DIRECTIVE 1: In the piece on using poetry in science presentations, which Tom Lehrer song did the writer grow up listening to?
DIRECTIVE 2: Write out the piece on using poetry in science presentations word for word, from "If you select" up to and including "Science Rhymes website.)".

DOCUMENT TEXT:
_ _ _
What’s your tactic for disseminating science concepts to children and others? For Celia Berrell of Science Rhymes the answer is obvious: “Adding poetry, rap or lyrics to your presentation can engage, entertain and educate!” So put on your poetry hat and perform!
Adding an appropriate segment of poetic seriousness or silliness can be a boost and a blast. Concerned some of your audience hasn’t grasped the essential principles of your topic? Stating the obvious in rhyme can provide a safe solution – as reiterating important points in a poetic manner can reach listeners that other information modes have left behind. A short burst of verse is engaging and non-threatening. Put on your poetical hat and become theatrical! Vary your volume, exaggerate gesture and pause. You will be adding energy and an element of surprise to your speech. A poetical interlude becomes a memorable milestone within your presentation landscape.
If you select someone else’s lyrics or poetry, it’s good to acknowledge them before embarking on their words. That way, you won’t detract from the take-home message at the end of your recital and anyone who recognises that author will be on-side from the beginning. (Sources of science poems are a bit sparse, but last year I discovered Sam Illingworth’s blog The Poetry of Science and he generously gave me permission to include The Veins of Mars on the Your Poems page of the Science Rhymes website.)
How about having a go at writing your own poetic pieces? It doesn’t need to be brilliant to back-up your talk – it could be a two-line rhyme that just nails your point. Get your creative engine revved-up with some science songs like Bjork’s Mutual Core. I grew up listening to Tom Lehrer’s The Elements which proves you CAN make science rhyme! And don’t forget Monty Python’s Galaxy Song packed full of facts and figures.
_ _ _
INFORMATION SHOWN:

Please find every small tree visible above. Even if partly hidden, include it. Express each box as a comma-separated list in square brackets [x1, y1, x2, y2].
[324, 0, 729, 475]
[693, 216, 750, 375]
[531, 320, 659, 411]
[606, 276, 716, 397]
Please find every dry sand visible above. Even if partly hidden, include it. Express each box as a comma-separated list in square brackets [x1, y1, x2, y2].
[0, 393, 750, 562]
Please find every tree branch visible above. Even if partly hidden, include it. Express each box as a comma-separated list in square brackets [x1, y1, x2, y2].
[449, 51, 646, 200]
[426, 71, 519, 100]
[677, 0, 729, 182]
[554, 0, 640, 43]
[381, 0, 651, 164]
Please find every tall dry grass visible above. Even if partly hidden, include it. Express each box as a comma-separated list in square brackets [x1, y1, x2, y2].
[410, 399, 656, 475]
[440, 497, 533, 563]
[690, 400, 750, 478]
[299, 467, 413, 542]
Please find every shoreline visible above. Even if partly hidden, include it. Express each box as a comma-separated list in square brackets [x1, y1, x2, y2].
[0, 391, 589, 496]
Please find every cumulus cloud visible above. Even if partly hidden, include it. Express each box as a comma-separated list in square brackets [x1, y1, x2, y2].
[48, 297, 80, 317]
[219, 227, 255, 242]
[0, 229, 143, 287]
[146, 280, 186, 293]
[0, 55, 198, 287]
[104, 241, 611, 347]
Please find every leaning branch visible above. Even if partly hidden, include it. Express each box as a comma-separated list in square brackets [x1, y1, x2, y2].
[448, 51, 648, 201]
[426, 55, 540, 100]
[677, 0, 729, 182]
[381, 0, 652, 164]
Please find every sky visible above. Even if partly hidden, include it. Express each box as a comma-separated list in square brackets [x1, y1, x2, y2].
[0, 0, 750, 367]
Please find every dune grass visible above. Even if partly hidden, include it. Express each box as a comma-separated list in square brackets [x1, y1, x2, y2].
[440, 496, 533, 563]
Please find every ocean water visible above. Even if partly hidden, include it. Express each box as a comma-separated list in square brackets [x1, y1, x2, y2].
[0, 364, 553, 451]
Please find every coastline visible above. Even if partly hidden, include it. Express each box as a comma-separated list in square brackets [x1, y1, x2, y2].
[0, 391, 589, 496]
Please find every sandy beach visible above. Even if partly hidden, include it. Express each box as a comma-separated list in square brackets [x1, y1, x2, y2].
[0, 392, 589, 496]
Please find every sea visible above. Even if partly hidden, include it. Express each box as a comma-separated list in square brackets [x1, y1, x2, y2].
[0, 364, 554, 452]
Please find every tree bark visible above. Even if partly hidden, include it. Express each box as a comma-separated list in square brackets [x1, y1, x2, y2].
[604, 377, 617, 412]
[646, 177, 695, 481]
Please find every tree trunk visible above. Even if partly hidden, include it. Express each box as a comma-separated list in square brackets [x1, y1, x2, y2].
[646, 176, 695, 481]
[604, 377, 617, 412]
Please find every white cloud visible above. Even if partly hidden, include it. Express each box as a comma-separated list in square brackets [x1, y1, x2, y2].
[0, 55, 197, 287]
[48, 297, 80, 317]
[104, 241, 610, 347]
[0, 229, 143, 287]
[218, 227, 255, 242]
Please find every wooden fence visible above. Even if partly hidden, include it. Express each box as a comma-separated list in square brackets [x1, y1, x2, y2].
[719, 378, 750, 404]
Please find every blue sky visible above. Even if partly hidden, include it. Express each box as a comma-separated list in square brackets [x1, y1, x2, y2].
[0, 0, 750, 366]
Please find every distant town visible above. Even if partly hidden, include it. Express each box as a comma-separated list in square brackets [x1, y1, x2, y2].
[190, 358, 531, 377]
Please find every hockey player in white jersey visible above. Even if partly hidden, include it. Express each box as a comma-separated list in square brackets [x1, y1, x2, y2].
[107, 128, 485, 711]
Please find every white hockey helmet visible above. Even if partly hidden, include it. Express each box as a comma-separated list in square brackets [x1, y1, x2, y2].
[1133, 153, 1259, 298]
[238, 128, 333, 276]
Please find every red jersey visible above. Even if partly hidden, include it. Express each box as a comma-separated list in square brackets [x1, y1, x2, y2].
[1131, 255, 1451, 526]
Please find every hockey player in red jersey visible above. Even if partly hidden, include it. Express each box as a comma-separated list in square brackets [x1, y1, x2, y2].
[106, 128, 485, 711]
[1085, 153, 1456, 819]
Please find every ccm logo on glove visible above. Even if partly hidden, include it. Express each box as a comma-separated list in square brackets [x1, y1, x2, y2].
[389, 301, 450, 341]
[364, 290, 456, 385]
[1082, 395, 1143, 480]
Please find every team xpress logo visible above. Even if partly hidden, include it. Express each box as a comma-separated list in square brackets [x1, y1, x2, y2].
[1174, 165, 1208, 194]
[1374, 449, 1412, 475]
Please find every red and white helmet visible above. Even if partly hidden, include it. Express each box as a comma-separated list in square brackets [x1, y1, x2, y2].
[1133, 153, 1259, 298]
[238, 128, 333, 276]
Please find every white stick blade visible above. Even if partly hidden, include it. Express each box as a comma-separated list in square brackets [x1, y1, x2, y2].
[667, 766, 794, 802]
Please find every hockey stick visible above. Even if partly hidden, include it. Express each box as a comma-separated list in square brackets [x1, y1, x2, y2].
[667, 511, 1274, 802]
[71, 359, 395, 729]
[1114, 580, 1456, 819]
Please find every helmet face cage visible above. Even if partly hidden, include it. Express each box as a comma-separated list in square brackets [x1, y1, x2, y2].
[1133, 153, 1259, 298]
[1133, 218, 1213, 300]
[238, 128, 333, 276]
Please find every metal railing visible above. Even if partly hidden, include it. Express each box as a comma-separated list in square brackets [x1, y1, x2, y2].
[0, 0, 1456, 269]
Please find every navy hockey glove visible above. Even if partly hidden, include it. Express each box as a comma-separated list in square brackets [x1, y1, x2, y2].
_ _ _
FINISHED ANSWER 1: The Elements

FINISHED ANSWER 2:
If you select someone else’s lyrics or poetry, it’s good to acknowledge them before embarking on their words. That way, you won’t detract from the take-home message at the end of your recital and anyone who recognises that author will be on-side from the beginning. (Sources of science poems are a bit sparse, but last year I discovered Sam Illingworth’s blog The Poetry of Science and he generously gave me permission to include The Veins of Mars on the Your Poems page of the Science Rhymes website.)